▸ **Task to carry out**
Return, character for character, the stretch from the very beginning of the records through the line that contains "[[[132,223],[134,236],[159,260],[241,260],[212,228],[201,223]]]".

▶

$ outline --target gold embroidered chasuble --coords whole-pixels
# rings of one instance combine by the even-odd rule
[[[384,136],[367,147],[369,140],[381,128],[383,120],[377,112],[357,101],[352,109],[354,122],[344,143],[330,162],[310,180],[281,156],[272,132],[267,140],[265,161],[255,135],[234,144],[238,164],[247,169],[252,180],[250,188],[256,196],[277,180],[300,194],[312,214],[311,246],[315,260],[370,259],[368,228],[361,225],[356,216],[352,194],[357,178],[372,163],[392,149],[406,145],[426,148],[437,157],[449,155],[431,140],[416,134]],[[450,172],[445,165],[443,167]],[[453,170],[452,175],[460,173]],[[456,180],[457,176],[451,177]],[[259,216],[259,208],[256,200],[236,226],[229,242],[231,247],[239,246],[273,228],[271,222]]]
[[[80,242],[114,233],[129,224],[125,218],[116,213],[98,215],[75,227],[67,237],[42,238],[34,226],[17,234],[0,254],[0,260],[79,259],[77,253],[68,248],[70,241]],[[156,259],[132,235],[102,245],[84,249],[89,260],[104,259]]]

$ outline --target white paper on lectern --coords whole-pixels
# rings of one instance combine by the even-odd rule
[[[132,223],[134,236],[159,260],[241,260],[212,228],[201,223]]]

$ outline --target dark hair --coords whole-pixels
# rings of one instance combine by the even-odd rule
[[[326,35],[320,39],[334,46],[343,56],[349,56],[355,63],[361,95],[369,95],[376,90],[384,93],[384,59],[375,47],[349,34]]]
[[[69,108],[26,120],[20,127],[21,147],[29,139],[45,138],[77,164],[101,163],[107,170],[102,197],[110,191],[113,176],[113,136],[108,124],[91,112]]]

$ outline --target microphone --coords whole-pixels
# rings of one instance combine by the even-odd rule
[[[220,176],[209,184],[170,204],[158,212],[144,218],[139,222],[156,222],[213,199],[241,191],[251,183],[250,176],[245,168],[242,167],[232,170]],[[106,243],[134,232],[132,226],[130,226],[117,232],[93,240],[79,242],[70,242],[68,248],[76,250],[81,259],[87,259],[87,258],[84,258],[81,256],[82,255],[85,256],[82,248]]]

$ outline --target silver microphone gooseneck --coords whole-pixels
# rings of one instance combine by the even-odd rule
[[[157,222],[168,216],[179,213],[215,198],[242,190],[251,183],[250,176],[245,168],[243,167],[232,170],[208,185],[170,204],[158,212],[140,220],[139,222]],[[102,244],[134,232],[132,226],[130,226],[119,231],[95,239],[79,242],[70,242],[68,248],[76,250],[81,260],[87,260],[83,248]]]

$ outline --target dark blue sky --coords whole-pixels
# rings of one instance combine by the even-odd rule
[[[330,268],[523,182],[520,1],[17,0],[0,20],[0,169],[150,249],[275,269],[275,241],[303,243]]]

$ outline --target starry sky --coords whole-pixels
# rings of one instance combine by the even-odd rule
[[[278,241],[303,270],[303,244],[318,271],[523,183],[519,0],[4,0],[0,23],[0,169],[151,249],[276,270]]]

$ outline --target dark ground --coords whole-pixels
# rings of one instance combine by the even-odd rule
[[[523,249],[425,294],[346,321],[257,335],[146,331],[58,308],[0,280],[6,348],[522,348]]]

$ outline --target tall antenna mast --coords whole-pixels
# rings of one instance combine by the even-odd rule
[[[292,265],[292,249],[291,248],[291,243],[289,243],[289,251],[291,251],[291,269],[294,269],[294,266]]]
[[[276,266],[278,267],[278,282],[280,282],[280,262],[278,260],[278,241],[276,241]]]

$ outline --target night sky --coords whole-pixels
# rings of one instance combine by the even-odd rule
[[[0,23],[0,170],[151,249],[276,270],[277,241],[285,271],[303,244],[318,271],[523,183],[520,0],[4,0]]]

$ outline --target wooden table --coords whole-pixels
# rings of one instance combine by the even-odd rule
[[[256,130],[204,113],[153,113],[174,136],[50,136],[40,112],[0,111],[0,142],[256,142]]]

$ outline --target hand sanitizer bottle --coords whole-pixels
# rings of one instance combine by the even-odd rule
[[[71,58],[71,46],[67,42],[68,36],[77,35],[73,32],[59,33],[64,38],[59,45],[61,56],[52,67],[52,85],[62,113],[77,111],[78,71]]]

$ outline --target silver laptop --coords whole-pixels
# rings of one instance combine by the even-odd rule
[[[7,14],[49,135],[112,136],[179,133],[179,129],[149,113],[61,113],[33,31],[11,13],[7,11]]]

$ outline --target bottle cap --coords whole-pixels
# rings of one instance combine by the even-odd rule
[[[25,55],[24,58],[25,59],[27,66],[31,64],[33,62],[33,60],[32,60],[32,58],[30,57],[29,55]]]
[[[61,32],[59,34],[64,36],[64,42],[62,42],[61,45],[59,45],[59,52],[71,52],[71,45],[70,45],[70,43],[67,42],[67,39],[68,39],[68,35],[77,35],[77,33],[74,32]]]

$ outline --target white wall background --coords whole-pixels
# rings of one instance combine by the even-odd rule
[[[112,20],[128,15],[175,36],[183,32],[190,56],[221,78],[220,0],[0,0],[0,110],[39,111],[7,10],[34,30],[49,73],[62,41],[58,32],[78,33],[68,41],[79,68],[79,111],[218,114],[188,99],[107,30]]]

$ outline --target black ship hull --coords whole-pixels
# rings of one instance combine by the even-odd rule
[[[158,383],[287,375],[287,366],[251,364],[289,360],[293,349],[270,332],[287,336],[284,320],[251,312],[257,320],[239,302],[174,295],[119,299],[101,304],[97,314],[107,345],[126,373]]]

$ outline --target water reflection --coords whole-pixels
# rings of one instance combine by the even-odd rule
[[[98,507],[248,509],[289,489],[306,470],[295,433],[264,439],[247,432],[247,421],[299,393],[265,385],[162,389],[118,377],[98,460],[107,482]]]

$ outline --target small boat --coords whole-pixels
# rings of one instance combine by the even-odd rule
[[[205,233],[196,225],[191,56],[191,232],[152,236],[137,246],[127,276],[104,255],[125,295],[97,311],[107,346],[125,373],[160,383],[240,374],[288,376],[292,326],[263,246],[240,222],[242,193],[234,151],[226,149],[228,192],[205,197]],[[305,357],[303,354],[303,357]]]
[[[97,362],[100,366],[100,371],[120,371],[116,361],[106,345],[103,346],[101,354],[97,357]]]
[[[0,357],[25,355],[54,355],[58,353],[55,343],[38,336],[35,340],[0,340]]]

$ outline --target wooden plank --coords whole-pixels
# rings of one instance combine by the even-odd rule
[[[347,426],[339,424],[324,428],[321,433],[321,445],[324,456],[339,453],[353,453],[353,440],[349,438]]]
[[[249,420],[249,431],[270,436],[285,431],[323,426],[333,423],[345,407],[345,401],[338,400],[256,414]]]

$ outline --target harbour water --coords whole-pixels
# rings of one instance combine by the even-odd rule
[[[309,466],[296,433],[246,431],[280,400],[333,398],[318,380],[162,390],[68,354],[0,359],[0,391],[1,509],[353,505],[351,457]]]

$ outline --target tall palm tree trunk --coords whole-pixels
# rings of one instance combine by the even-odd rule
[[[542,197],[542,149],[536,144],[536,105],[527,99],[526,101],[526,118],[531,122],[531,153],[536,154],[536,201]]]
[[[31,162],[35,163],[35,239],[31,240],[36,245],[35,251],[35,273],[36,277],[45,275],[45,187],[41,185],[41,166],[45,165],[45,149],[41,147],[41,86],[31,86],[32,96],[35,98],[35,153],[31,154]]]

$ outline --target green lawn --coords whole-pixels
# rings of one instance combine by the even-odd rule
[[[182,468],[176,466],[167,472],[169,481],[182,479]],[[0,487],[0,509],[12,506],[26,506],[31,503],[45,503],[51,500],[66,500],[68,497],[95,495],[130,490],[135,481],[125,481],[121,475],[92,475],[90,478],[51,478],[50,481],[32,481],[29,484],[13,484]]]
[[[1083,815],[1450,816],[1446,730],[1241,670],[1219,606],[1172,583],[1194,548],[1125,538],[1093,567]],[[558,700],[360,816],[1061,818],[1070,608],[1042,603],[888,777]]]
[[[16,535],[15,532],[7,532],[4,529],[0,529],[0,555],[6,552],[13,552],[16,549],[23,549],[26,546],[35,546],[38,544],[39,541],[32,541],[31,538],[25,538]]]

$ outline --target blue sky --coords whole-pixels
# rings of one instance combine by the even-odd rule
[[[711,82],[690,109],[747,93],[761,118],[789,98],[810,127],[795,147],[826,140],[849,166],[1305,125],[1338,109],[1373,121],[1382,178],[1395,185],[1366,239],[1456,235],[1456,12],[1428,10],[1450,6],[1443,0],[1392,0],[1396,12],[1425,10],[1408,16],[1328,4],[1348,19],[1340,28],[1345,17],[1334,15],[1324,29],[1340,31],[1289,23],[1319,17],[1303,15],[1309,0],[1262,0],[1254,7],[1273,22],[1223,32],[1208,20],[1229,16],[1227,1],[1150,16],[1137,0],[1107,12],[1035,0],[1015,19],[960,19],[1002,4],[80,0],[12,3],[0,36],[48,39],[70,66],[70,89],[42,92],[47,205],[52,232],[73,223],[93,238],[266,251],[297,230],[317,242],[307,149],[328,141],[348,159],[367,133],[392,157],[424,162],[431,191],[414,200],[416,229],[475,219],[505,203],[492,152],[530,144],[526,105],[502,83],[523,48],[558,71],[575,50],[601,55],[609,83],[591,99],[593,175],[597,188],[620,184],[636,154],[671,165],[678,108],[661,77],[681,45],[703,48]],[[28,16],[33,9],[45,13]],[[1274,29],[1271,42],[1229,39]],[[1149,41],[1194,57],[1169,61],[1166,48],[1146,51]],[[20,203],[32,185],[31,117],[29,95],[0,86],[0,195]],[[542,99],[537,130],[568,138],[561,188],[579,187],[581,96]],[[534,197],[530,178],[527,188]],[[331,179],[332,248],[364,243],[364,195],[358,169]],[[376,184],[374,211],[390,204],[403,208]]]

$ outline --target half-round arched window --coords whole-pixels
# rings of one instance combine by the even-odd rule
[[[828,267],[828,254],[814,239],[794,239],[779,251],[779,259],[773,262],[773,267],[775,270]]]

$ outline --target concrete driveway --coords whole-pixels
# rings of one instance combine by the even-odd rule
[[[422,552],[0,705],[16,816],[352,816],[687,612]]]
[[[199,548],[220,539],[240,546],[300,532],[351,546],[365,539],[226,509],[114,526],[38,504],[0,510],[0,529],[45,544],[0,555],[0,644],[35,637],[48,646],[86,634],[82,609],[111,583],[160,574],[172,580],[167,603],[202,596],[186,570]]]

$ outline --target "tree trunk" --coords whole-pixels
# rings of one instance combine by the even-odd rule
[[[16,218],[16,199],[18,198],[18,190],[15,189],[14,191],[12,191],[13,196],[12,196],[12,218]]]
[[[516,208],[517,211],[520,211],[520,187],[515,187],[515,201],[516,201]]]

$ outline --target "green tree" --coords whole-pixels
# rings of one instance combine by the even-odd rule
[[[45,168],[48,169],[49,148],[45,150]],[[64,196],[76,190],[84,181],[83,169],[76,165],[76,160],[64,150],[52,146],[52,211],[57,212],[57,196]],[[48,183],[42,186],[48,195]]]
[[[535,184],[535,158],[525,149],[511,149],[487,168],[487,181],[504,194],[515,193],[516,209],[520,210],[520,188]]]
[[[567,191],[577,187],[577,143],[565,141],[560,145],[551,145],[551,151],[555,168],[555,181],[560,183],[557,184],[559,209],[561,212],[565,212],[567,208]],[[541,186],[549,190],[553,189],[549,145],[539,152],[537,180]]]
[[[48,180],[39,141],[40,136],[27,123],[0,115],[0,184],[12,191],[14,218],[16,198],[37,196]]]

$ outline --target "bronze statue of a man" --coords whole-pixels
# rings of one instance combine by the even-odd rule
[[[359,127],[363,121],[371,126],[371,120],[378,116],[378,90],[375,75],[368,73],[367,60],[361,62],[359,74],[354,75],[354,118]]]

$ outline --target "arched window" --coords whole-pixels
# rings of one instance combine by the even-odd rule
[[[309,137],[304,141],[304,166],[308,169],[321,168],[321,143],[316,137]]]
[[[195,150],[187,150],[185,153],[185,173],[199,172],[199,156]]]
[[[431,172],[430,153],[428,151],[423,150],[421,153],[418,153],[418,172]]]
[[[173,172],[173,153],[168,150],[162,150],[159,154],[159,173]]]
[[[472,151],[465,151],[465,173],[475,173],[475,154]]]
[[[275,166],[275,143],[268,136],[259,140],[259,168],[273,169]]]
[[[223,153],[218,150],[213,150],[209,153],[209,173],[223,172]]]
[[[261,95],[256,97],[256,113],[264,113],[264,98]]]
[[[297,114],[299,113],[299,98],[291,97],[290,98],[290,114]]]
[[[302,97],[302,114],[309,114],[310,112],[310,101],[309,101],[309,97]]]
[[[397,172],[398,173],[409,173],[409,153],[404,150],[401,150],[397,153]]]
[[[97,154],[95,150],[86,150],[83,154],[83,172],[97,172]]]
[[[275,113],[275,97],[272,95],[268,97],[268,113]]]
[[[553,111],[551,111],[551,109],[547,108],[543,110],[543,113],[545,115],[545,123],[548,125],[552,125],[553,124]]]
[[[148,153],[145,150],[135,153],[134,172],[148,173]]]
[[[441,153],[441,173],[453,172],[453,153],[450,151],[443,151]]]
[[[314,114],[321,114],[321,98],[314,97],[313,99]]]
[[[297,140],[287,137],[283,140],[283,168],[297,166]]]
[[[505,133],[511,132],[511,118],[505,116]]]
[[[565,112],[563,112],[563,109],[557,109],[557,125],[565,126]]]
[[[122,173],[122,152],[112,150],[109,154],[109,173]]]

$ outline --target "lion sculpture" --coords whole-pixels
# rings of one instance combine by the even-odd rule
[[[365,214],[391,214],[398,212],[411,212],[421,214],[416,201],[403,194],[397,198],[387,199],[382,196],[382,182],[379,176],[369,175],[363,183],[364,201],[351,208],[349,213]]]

◀

▸ **Result for this exercise**
$ outline --target gold embroidered chasuble --coords whole-pixels
# rings of one instance combine by the even-odd rule
[[[384,136],[367,147],[369,140],[381,128],[383,120],[377,112],[357,101],[352,109],[354,122],[344,143],[330,162],[310,180],[281,156],[272,132],[267,140],[265,161],[255,135],[234,144],[238,164],[247,169],[252,180],[250,188],[256,196],[277,180],[300,194],[312,214],[311,246],[315,260],[370,259],[368,228],[361,225],[356,216],[352,194],[357,178],[372,163],[392,149],[406,145],[426,148],[437,157],[449,155],[431,140],[416,134]],[[450,172],[445,165],[443,167]],[[453,170],[452,175],[460,173]],[[456,180],[457,176],[451,177]],[[259,216],[259,208],[256,200],[236,226],[229,242],[231,247],[239,246],[273,228],[271,222]]]
[[[80,242],[114,233],[129,224],[125,218],[116,213],[98,215],[75,227],[67,237],[42,238],[34,226],[17,234],[0,254],[0,260],[79,259],[77,253],[68,248],[70,241]],[[156,259],[132,235],[102,245],[84,249],[89,260],[104,259]]]

$ outline --target white paper on lectern --coords whole-pixels
# rings of one instance combine by the even-odd rule
[[[132,223],[134,236],[159,260],[241,260],[212,228],[201,223]]]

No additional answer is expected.